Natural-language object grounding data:
######

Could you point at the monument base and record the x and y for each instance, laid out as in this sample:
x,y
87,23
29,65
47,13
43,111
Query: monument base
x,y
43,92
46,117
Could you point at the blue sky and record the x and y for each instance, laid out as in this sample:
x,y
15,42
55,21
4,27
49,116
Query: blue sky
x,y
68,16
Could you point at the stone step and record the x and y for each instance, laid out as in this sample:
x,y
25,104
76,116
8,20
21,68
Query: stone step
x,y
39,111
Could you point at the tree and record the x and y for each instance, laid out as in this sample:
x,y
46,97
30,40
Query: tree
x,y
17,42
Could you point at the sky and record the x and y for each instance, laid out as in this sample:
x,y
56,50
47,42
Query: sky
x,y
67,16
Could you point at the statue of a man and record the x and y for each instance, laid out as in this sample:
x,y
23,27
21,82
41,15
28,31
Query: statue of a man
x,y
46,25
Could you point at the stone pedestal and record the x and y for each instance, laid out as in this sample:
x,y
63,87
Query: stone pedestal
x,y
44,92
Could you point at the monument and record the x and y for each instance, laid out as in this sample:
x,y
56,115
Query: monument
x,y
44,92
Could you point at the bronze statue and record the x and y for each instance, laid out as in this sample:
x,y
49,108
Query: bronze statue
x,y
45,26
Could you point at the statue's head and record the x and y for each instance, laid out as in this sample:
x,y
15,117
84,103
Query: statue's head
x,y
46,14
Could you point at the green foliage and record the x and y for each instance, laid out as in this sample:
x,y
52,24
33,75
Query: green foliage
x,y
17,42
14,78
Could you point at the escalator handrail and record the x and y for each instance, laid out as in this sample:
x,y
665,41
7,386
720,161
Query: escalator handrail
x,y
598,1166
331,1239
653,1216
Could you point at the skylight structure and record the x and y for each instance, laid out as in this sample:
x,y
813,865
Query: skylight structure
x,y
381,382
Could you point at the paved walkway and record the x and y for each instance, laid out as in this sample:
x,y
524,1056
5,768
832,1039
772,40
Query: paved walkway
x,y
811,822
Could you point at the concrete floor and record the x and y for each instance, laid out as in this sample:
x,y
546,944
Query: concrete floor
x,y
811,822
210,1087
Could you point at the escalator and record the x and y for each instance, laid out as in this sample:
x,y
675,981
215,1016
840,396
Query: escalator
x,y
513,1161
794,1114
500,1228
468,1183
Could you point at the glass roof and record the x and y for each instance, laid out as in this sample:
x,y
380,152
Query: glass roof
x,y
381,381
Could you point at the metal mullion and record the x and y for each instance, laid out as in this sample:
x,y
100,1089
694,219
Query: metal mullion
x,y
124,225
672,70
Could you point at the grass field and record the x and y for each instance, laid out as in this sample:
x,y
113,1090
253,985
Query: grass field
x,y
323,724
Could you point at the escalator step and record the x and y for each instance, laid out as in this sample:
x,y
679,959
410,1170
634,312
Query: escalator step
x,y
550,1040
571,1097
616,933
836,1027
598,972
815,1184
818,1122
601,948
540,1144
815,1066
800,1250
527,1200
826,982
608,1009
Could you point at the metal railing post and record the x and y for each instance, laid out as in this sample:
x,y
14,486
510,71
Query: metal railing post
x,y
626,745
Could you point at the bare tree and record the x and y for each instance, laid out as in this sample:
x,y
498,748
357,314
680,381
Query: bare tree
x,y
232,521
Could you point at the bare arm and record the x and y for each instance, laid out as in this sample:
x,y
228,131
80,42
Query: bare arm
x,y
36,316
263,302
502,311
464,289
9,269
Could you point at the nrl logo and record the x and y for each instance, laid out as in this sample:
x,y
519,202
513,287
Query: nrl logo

######

» The task
Using the data above, count every line that contains the word "logo", then give the count and nothing more.

» Exercise response
2